Data records
· · · · · · ·

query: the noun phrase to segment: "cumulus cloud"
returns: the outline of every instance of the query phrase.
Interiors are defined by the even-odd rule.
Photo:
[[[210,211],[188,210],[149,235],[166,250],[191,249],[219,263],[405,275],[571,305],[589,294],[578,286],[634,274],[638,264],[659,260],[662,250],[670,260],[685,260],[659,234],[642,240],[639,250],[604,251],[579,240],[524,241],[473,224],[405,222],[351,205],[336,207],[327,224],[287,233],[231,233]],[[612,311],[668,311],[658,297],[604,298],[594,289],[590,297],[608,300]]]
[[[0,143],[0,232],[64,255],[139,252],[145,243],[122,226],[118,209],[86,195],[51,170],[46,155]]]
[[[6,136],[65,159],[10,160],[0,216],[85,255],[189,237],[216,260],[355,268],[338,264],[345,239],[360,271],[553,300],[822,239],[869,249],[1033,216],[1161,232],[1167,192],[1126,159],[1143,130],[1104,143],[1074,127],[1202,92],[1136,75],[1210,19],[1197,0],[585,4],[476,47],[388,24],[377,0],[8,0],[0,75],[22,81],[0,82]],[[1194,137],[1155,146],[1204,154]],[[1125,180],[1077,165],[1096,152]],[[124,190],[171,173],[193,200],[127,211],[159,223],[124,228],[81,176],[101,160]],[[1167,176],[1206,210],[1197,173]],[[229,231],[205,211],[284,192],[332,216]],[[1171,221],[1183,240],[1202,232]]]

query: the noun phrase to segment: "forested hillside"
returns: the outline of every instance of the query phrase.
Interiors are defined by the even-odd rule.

· · · · · · ·

- EXERCISE DESCRIPTION:
Reproduce the whole listing above word for word, keeping every line and character unchanged.

- FINISHED TASK:
query: the noun phrase to segment: "cumulus cloud"
returns: the outline of every instance of the query phrase.
Interiors are defined by the even-odd rule.
Photo:
[[[210,211],[188,210],[149,235],[166,250],[191,249],[219,263],[405,275],[571,305],[589,294],[578,286],[634,274],[638,264],[659,260],[662,250],[670,260],[685,260],[659,234],[642,240],[639,250],[604,251],[579,240],[524,241],[473,224],[405,222],[351,205],[336,207],[327,224],[287,233],[231,233]],[[612,311],[668,311],[658,297],[604,298],[594,289],[590,297],[608,300]]]
[[[0,143],[0,232],[64,255],[139,252],[145,243],[122,226],[118,209],[86,195],[51,170],[46,155]]]
[[[6,136],[65,159],[10,160],[0,216],[85,255],[189,237],[216,260],[355,268],[338,264],[345,239],[360,271],[553,300],[822,239],[869,249],[1033,216],[1161,232],[1167,192],[1126,159],[1143,130],[1104,143],[1074,127],[1202,92],[1136,75],[1210,19],[1197,0],[585,4],[476,47],[388,24],[377,0],[8,0],[0,75],[22,81],[0,82]],[[1194,137],[1155,146],[1204,154]],[[1125,180],[1077,165],[1096,152]],[[124,190],[171,173],[193,200],[127,211],[159,223],[124,228],[81,176],[101,160]],[[1167,176],[1206,210],[1197,173]],[[229,231],[205,211],[284,192],[332,216]],[[1171,221],[1183,240],[1202,232]]]

query: the noun phrase to segment: "forested hillside"
returns: the outline of every instance of the query phrase.
Interiors are defined by the even-odd rule.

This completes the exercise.